EXTRAIT DU DOCUMENT
+ + + + +

Si le Tribunal a ainsi ordonné la réparation primaire du préjudice écologique (remise en état), il a toutefois refusé sans motivation de faire droit aux demandes des associations de réparation secondaire du préjudice écologique, c’est à dire la réparation des préjudices causés à l’environnement entre le moment où les infractions ont été commises et le jour où la réparation primaire interviendra, et donc où l’état boisé aura retrouvé son état d’origine et où sa qualité et la biodiversité seront rétablies.
Cette réparation secondaire devrait pourtant s'imposer pour les atteintes environnementales qu'une simple remise en état ne permet pas de réparer intégralement.
Conclusion
Les sanctions des coupes illégales restent relativement rares, en particulier au regard de la difficulté d'apporter la preuve de l'identité des auteurs et de l'ampleur des coupes, souvent réalisés sur de très brèves durées et de manière dissimulées.

+ + + + +

DONNÉES AFFICHÉES
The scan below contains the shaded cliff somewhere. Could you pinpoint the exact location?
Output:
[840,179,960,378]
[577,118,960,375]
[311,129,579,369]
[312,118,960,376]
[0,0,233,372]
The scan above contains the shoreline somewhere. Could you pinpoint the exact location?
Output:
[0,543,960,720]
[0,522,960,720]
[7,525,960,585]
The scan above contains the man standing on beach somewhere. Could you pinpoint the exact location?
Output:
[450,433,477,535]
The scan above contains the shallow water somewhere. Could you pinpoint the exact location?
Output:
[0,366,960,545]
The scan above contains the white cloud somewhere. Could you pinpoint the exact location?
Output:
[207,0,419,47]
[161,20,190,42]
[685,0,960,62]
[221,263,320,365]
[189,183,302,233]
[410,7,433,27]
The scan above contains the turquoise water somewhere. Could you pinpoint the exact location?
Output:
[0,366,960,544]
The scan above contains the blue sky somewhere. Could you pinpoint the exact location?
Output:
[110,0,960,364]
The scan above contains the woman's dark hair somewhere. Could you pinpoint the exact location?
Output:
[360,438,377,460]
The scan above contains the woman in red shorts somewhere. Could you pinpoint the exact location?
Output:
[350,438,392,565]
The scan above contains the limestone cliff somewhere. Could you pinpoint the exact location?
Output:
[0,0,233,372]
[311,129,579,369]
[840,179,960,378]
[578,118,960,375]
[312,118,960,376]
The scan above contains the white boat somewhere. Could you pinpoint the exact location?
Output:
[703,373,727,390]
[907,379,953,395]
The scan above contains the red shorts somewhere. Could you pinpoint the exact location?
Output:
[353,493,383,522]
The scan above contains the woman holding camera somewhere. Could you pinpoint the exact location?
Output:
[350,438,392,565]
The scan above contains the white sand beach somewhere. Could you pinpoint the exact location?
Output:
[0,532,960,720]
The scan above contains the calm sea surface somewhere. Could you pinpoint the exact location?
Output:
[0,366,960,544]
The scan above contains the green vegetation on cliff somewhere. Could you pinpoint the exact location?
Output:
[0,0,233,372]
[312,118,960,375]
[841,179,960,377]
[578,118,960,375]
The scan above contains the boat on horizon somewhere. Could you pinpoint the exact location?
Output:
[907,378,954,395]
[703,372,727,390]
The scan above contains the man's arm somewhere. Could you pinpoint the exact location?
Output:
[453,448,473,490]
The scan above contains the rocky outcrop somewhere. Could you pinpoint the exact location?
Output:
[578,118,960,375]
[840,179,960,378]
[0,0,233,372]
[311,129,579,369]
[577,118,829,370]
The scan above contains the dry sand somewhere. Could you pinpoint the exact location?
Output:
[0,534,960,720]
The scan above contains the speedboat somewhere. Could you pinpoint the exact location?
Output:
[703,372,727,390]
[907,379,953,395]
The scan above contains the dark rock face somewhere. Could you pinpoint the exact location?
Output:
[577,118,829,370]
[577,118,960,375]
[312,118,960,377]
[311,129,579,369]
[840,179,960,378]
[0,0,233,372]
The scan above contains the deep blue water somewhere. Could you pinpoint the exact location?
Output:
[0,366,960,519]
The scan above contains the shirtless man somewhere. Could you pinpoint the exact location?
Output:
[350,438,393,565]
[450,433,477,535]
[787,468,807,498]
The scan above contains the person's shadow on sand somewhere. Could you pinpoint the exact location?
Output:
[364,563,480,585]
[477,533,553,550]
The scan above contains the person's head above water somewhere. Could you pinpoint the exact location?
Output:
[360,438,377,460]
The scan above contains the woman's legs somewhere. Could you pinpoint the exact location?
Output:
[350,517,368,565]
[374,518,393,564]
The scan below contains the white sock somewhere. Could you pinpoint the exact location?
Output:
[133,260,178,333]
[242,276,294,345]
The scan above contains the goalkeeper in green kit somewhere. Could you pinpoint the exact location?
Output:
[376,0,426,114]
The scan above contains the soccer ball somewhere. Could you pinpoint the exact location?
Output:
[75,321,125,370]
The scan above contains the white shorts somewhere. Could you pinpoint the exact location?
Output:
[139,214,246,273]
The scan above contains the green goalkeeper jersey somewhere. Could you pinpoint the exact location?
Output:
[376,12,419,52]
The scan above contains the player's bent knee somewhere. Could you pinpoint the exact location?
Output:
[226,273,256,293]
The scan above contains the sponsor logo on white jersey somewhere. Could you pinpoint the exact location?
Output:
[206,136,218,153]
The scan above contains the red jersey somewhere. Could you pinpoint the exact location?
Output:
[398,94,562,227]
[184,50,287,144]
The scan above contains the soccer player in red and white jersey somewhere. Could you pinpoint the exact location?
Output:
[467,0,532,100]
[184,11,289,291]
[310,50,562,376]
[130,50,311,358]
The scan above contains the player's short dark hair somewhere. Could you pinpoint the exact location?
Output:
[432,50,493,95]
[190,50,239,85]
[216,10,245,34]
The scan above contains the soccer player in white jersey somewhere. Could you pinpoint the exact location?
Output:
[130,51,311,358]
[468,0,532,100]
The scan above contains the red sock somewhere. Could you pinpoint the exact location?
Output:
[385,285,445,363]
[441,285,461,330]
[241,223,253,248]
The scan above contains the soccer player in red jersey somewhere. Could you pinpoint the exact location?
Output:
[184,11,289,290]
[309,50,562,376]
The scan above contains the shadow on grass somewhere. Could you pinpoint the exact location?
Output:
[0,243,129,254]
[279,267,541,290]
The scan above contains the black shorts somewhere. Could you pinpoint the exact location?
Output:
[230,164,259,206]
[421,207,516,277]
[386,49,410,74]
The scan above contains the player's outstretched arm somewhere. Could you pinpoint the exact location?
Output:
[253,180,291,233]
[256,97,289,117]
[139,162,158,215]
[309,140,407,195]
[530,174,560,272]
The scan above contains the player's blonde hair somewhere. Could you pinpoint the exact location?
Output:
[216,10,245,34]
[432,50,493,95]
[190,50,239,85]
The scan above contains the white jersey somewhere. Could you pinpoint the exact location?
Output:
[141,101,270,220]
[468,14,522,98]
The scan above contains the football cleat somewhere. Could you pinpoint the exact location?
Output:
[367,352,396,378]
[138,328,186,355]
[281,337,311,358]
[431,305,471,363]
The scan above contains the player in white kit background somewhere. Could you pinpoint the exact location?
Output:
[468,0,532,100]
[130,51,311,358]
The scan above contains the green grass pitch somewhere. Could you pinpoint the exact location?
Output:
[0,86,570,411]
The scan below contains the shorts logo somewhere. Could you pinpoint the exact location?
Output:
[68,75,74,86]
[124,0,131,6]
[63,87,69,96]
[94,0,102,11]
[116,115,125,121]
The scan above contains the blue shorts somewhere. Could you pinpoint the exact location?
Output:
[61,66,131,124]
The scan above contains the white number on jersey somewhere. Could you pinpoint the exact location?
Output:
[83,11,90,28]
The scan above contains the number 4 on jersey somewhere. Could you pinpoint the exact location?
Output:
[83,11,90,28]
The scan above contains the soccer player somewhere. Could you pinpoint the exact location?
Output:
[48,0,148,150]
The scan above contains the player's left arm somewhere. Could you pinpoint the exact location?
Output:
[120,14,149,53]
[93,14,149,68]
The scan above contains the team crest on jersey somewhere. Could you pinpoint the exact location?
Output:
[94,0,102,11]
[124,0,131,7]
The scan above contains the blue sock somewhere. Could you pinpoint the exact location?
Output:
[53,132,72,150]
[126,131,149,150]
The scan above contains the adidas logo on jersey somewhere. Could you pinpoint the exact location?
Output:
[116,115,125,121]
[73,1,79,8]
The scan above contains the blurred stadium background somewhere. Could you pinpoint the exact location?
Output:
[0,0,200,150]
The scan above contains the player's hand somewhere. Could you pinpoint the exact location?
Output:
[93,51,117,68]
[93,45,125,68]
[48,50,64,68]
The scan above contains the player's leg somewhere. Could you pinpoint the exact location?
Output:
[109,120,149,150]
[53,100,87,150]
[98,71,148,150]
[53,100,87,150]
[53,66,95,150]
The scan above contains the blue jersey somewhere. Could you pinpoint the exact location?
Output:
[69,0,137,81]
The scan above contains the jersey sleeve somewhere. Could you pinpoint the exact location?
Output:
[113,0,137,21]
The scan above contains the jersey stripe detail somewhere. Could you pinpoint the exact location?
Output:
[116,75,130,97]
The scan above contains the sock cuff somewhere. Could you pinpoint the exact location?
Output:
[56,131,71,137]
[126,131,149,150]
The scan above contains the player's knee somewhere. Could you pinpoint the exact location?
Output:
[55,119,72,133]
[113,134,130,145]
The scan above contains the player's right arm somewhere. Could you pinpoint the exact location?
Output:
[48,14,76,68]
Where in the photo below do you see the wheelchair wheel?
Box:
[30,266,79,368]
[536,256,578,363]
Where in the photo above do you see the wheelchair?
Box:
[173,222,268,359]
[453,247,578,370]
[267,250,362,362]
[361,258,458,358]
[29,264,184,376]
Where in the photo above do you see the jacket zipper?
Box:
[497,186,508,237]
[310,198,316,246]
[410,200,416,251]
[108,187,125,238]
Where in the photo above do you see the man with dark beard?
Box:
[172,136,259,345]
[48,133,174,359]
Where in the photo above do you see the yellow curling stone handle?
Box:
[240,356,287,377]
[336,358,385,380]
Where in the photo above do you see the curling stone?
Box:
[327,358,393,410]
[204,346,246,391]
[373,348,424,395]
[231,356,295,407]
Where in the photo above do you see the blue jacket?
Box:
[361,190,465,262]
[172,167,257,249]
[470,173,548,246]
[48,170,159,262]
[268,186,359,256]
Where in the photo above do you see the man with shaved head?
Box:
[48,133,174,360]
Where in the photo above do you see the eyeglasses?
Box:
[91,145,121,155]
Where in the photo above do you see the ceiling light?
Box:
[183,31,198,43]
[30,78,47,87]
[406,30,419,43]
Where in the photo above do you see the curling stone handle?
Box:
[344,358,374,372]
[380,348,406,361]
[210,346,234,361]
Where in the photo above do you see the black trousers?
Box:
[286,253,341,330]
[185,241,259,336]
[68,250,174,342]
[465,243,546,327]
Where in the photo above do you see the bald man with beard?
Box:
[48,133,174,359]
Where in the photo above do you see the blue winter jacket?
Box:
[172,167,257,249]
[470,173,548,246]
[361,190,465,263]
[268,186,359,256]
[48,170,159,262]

+ + + + +

EXERCICE PROPOSÉ
Reproduisez mot pour mot, dans l'extrait sur le préjudice écologique, tout le passage qui va de « Cette réparation secondaire » jusqu'à « de manière dissimulées. » inclus. Les entrées n'ont aucun rapport avec l'extrait sur le préjudice écologique.

CORRIGÉ
Cette réparation secondaire devrait pourtant s'imposer pour les atteintes environnementales qu'une simple remise en état ne permet pas de réparer intégralement.
Conclusion
Les sanctions des coupes illégales restent relativement rares, en particulier au regard de la difficulté d'apporter la preuve de l'identité des auteurs et de l'ampleur des coupes, souvent réalisés sur de très brèves durées et de manière dissimulées.